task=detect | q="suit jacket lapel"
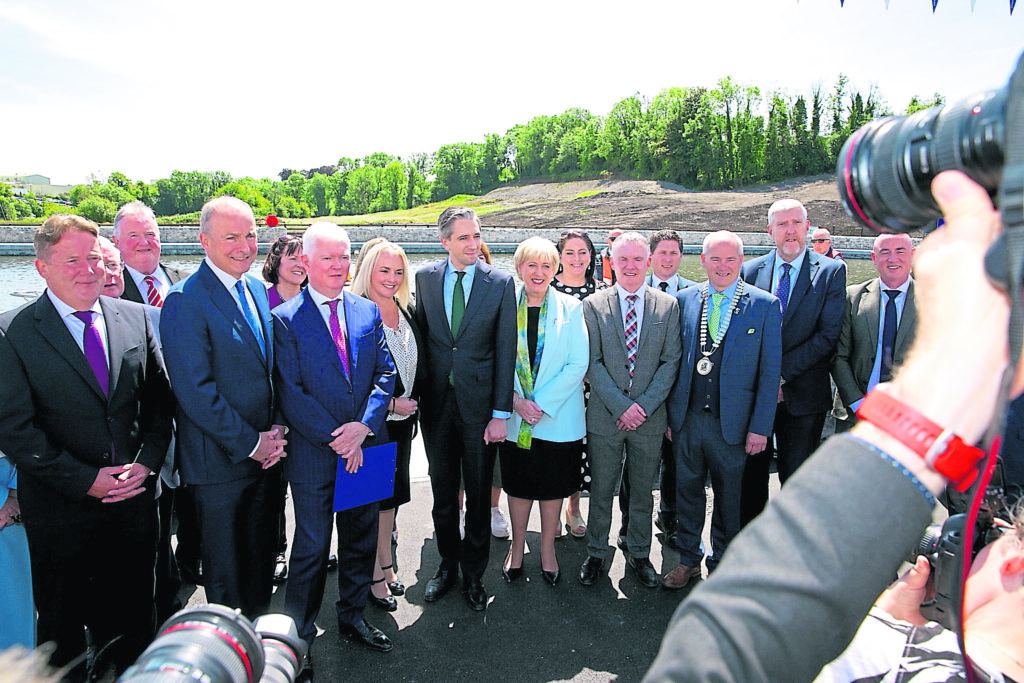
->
[36,292,107,400]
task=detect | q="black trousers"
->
[740,401,825,526]
[193,470,278,618]
[23,476,158,680]
[421,387,495,581]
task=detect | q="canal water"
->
[0,254,878,311]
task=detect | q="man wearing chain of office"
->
[662,230,782,590]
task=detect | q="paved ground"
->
[178,439,777,681]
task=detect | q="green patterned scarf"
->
[515,287,548,450]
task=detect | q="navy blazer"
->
[668,286,782,445]
[742,249,846,415]
[416,259,517,424]
[273,288,397,483]
[160,260,274,484]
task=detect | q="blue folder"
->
[334,441,397,512]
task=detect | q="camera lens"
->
[836,88,1007,232]
[119,605,264,683]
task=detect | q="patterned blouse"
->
[384,311,419,422]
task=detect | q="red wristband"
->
[857,391,985,492]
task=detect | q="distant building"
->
[0,173,74,197]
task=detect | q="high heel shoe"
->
[381,564,406,595]
[565,508,587,539]
[502,552,522,584]
[367,577,398,612]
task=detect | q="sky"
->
[0,0,1024,184]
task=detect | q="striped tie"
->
[143,275,164,308]
[626,294,640,379]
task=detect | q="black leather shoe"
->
[580,556,604,586]
[338,620,394,652]
[615,533,630,557]
[273,555,288,586]
[423,562,459,602]
[462,581,493,612]
[626,555,660,588]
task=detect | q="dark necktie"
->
[775,263,793,312]
[143,275,164,308]
[449,270,466,386]
[879,290,899,383]
[75,310,111,396]
[234,280,266,358]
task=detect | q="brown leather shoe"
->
[662,564,700,591]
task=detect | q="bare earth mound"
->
[480,175,869,234]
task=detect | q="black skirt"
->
[499,434,583,501]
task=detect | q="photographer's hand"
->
[855,171,1020,494]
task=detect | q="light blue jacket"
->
[508,286,590,442]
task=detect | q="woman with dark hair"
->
[263,234,306,309]
[352,240,424,612]
[263,234,306,584]
[551,228,608,539]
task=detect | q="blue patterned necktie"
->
[234,280,266,358]
[775,263,793,312]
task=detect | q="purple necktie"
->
[327,299,352,377]
[75,310,110,396]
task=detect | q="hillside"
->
[468,175,870,234]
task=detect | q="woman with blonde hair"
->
[352,240,423,611]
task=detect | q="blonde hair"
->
[351,240,413,310]
[512,238,558,276]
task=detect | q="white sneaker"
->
[490,508,509,539]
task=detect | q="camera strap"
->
[953,49,1024,683]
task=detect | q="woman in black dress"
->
[551,228,607,539]
[352,241,423,611]
[500,238,590,586]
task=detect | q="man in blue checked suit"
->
[662,230,782,590]
[273,223,395,663]
[742,199,846,524]
[160,197,285,616]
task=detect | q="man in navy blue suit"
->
[662,230,782,590]
[160,197,285,617]
[273,223,395,663]
[742,199,846,524]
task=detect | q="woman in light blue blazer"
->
[500,238,590,586]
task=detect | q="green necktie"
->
[449,270,466,386]
[708,292,725,341]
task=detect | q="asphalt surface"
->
[182,439,777,682]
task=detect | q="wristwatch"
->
[857,390,985,492]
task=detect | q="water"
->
[0,254,878,311]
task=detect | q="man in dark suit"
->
[160,197,285,616]
[0,214,173,680]
[580,232,680,588]
[111,202,187,308]
[741,200,846,524]
[416,207,517,610]
[273,223,395,663]
[662,230,782,590]
[831,234,918,431]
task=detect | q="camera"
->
[118,605,306,683]
[836,48,1024,232]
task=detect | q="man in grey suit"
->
[662,230,782,590]
[580,231,680,588]
[831,234,918,431]
[416,207,517,611]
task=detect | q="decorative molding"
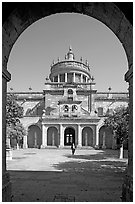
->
[125,64,133,82]
[2,68,11,81]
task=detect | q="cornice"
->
[125,64,133,82]
[2,68,11,81]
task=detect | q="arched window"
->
[72,105,77,112]
[64,105,69,112]
[98,107,103,116]
[68,89,73,94]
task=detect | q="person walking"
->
[71,143,75,155]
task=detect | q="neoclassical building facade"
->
[8,47,128,148]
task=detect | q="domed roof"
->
[50,46,91,78]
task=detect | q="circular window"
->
[68,89,73,94]
[63,105,69,112]
[72,105,77,111]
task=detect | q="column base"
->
[95,145,99,149]
[2,172,12,202]
[6,148,12,160]
[102,145,106,149]
[40,145,47,149]
[77,145,82,148]
[121,175,133,202]
[23,144,28,149]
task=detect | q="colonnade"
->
[23,124,116,149]
[53,72,89,83]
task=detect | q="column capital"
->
[2,68,11,81]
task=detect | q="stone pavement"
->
[7,149,127,202]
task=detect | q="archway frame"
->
[47,125,60,146]
[81,125,95,146]
[2,2,133,201]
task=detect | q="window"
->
[64,105,69,112]
[68,97,73,101]
[98,107,103,116]
[68,89,73,94]
[54,76,58,82]
[72,105,77,112]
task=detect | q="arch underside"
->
[2,2,133,201]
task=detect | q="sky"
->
[7,14,128,92]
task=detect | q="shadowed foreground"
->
[8,149,127,202]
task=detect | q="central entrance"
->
[64,128,75,146]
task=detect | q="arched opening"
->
[82,127,93,146]
[2,2,133,201]
[27,125,42,148]
[64,127,75,146]
[47,127,59,147]
[99,126,113,149]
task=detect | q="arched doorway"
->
[99,126,113,149]
[82,127,93,146]
[47,127,59,147]
[64,127,75,146]
[27,125,42,148]
[2,2,133,201]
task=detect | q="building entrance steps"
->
[7,148,127,202]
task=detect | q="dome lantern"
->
[67,46,74,60]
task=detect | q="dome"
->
[49,46,91,83]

◆ What you need to do ◆
Render all the records above as a JSON list of strings, one string per line and no blank lines, with the pictures left out.

◆ Expected output ◆
[
  "task=detect | q=\"suit jacket lapel\"",
  "->",
  "[36,292,107,400]",
  "task=detect | q=\"black trousers\"",
  "->",
  "[740,401,825,526]",
  "[193,470,278,618]",
  "[23,476,158,680]",
  "[421,387,495,581]",
  "task=detect | q=\"canal water\"",
  "->",
  "[0,254,878,311]",
  "task=detect | q=\"man wearing chain of office\"",
  "->",
  "[662,230,782,590]",
  "task=detect | q=\"paved ground\"",
  "->",
  "[178,439,777,681]",
  "task=detect | q=\"green patterned scarf\"",
  "->",
  "[515,287,548,450]",
  "task=detect | q=\"navy blazer\"",
  "->",
  "[668,286,782,445]",
  "[742,249,846,415]",
  "[416,259,517,424]",
  "[273,288,397,483]",
  "[160,260,274,484]",
  "task=detect | q=\"blue folder\"",
  "->",
  "[334,441,397,512]",
  "task=detect | q=\"camera lens\"",
  "->",
  "[836,88,1007,232]",
  "[119,605,264,683]",
  "task=detect | q=\"patterned blouse\"",
  "->",
  "[384,311,419,422]",
  "task=detect | q=\"red wristband\"",
  "->",
  "[857,391,985,492]",
  "task=detect | q=\"distant building\"",
  "->",
  "[0,173,74,197]",
  "task=detect | q=\"high heel shoe\"",
  "->",
  "[381,564,406,595]",
  "[565,508,587,539]",
  "[502,552,522,584]",
  "[367,577,398,612]",
  "task=detect | q=\"sky\"",
  "->",
  "[0,0,1024,184]",
  "task=detect | q=\"striped tie\"",
  "->",
  "[143,275,164,308]",
  "[626,294,640,379]",
  "task=detect | q=\"black leather shoe\"",
  "->",
  "[580,556,604,586]",
  "[338,620,394,652]",
  "[615,533,630,557]",
  "[273,555,288,586]",
  "[423,562,459,602]",
  "[462,581,493,612]",
  "[626,555,660,588]",
  "task=detect | q=\"dark necktie\"",
  "->",
  "[775,263,793,312]",
  "[143,275,164,308]",
  "[449,270,466,386]",
  "[879,290,899,383]",
  "[75,310,111,396]",
  "[234,280,266,358]",
  "task=detect | q=\"brown leather shoe\"",
  "->",
  "[662,564,700,591]",
  "task=detect | q=\"bare earth mound\"",
  "->",
  "[480,175,869,234]",
  "task=detect | q=\"black skirt\"",
  "->",
  "[499,434,583,501]",
  "task=detect | q=\"photographer's hand\"",
  "->",
  "[855,171,1020,494]",
  "task=detect | q=\"light blue jacket\"",
  "->",
  "[508,286,590,442]",
  "task=detect | q=\"woman with dark hair\"",
  "->",
  "[263,234,306,309]",
  "[352,240,424,612]",
  "[263,234,306,584]",
  "[551,228,608,539]",
  "task=detect | q=\"blue patterned necktie\"",
  "->",
  "[234,280,266,358]",
  "[775,263,793,312]",
  "task=detect | q=\"purple necktie\"",
  "->",
  "[327,299,352,377]",
  "[75,310,110,396]",
  "task=detect | q=\"hillside\"",
  "->",
  "[468,175,870,234]",
  "task=detect | q=\"woman with blonde hair\"",
  "->",
  "[352,240,423,611]",
  "task=detect | q=\"blonde hair\"",
  "->",
  "[351,240,413,310]",
  "[512,238,558,276]",
  "task=detect | q=\"white sneaker\"",
  "->",
  "[490,508,509,539]",
  "task=detect | q=\"camera strap\"",
  "->",
  "[953,49,1024,683]",
  "task=detect | q=\"woman in black dress\"",
  "->",
  "[551,228,607,539]",
  "[352,241,423,611]",
  "[500,238,590,586]",
  "task=detect | q=\"man in blue checked suit\"",
  "->",
  "[662,230,782,590]",
  "[273,223,395,663]",
  "[742,199,846,524]",
  "[160,197,285,616]",
  "task=detect | q=\"man in navy blue suit\"",
  "->",
  "[662,230,782,590]",
  "[160,197,285,617]",
  "[273,223,395,663]",
  "[742,199,846,524]",
  "task=detect | q=\"woman in light blue blazer\"",
  "->",
  "[500,238,590,586]",
  "task=detect | q=\"green necktie\"",
  "->",
  "[449,270,466,386]",
  "[708,292,725,341]",
  "task=detect | q=\"asphalt surface\"",
  "->",
  "[182,439,777,682]",
  "task=detect | q=\"wristwatch\"",
  "->",
  "[857,390,985,492]",
  "task=detect | q=\"water\"",
  "->",
  "[0,254,878,311]",
  "task=detect | q=\"man in dark suit\"",
  "->",
  "[160,197,285,616]",
  "[0,214,173,680]",
  "[580,232,680,588]",
  "[111,202,187,308]",
  "[741,200,846,524]",
  "[416,207,517,610]",
  "[273,223,395,663]",
  "[662,230,782,590]",
  "[831,234,918,431]",
  "task=detect | q=\"camera\"",
  "->",
  "[118,605,306,683]",
  "[836,48,1024,232]",
  "task=detect | q=\"man in grey suit\"",
  "->",
  "[662,230,782,590]",
  "[580,231,680,588]",
  "[831,234,918,431]",
  "[416,207,517,611]",
  "task=detect | q=\"decorative molding\"",
  "->",
  "[125,64,133,82]",
  "[2,68,11,81]",
  "task=detect | q=\"cornice\"",
  "->",
  "[125,64,133,82]",
  "[2,68,11,81]",
  "task=detect | q=\"arched window\"",
  "->",
  "[72,105,77,112]",
  "[64,105,69,112]",
  "[98,107,103,116]",
  "[68,89,73,94]",
  "task=detect | q=\"person walking\"",
  "->",
  "[71,143,75,155]",
  "task=detect | q=\"neoclassical building facade\"",
  "->",
  "[8,47,128,148]",
  "task=detect | q=\"domed roof\"",
  "->",
  "[50,46,91,78]",
  "task=detect | q=\"circular window\"",
  "->",
  "[68,89,73,94]",
  "[63,105,69,112]",
  "[72,105,77,111]",
  "task=detect | q=\"column base\"",
  "->",
  "[95,145,99,149]",
  "[2,172,12,202]",
  "[6,148,12,160]",
  "[102,145,106,149]",
  "[40,145,47,149]",
  "[77,145,82,148]",
  "[121,175,133,202]",
  "[23,144,28,149]",
  "task=detect | q=\"colonnade\"",
  "->",
  "[23,124,116,149]",
  "[53,72,89,83]",
  "task=detect | q=\"column capital\"",
  "->",
  "[2,68,11,81]",
  "task=detect | q=\"stone pavement\"",
  "->",
  "[7,149,127,202]",
  "task=detect | q=\"archway frame\"",
  "->",
  "[47,125,60,146]",
  "[81,125,95,146]",
  "[2,2,133,201]",
  "task=detect | q=\"window\"",
  "->",
  "[64,105,69,112]",
  "[68,97,73,101]",
  "[98,107,103,116]",
  "[68,89,73,94]",
  "[54,76,58,82]",
  "[72,105,77,112]",
  "task=detect | q=\"arch underside\"",
  "->",
  "[2,2,133,201]",
  "task=detect | q=\"sky\"",
  "->",
  "[7,14,128,92]",
  "task=detect | q=\"shadowed foreground\"",
  "->",
  "[8,149,127,202]",
  "task=detect | q=\"central entrance\"",
  "->",
  "[64,128,75,146]",
  "task=detect | q=\"arched opening\"",
  "->",
  "[82,127,93,146]",
  "[2,2,133,201]",
  "[27,125,42,148]",
  "[64,127,75,146]",
  "[47,127,59,147]",
  "[99,126,113,149]",
  "task=detect | q=\"arched doorway\"",
  "->",
  "[99,126,113,149]",
  "[82,127,93,146]",
  "[47,127,59,147]",
  "[64,127,75,146]",
  "[27,125,42,148]",
  "[2,2,133,201]",
  "task=detect | q=\"building entrance steps\"",
  "->",
  "[7,148,127,202]",
  "task=detect | q=\"dome lantern\"",
  "->",
  "[67,46,74,60]",
  "task=detect | q=\"dome\"",
  "->",
  "[49,46,91,83]"
]